Al ‘Pascale’ di Napoli parte la sperimentazione del vaccino contro il tumore al fegato

Buonaguro: "Siamo fiduciosi e contiamo di poter avere i risultati entro giugno 2019"

laboratoryNapoli – Partirà nelle prossime settimane all’Istituto Nazionale dei Tumori ‘Pascale’ di Napoli, lo studio clinico di fase I\II che valuta un vaccino terapeutico contro il tumore del fegato. E’ l’unica sperimentazione del genere in atto nel mondo. Il vaccino è specifico contro l’epatocarcinoma ed è il frutto di un investimento dell’Unione Europea, che con 6 milioni di euro, ha finalizzato lo studio Hepvac-101, di cui è capofila il ‘Pascale’.

__Materiale fornito__.
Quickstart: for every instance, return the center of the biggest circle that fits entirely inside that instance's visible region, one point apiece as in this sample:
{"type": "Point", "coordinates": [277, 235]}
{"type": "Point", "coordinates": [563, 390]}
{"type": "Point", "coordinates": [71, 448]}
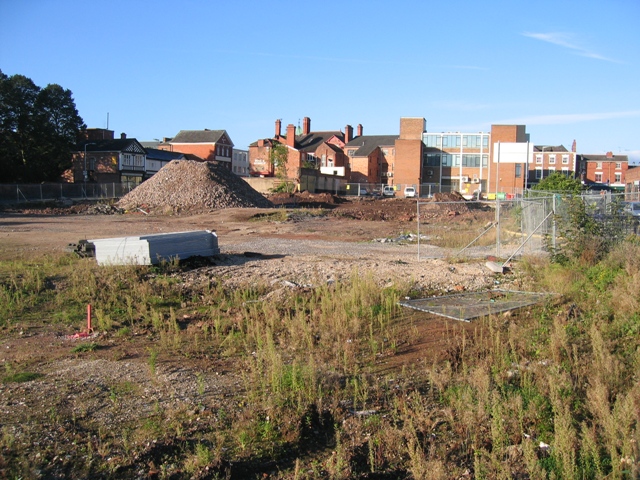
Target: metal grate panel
{"type": "Point", "coordinates": [468, 306]}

__Metti in pratica__.
1. Elenca tutti i nomi propri di persone, luoghi, enti e studi che compaiono nell'articolo sul vaccino contro il tumore al fegato, ciascuno una sola volta.
2. Trascrivi dall'articolo sul vaccino il tratto che va da "laboratoryNapoli – Partirà" fino a "capofila il ‘Pascale’.".
Le righe non hanno niente a che vedere con l'articolo.

__Le risposte__.
1.
- Buonaguro
- Napoli
- Istituto Nazionale dei Tumori ‘Pascale’
- Unione Europea
- Hepvac-101

2.
laboratoryNapoli – Partirà nelle prossime settimane all’Istituto Nazionale dei Tumori ‘Pascale’ di Napoli, lo studio clinico di fase I\II che valuta un vaccino terapeutico contro il tumore del fegato. E’ l’unica sperimentazione del genere in atto nel mondo. Il vaccino è specifico contro l’epatocarcinoma ed è il frutto di un investimento dell’Unione Europea, che con 6 milioni di euro, ha finalizzato lo studio Hepvac-101, di cui è capofila il ‘Pascale’.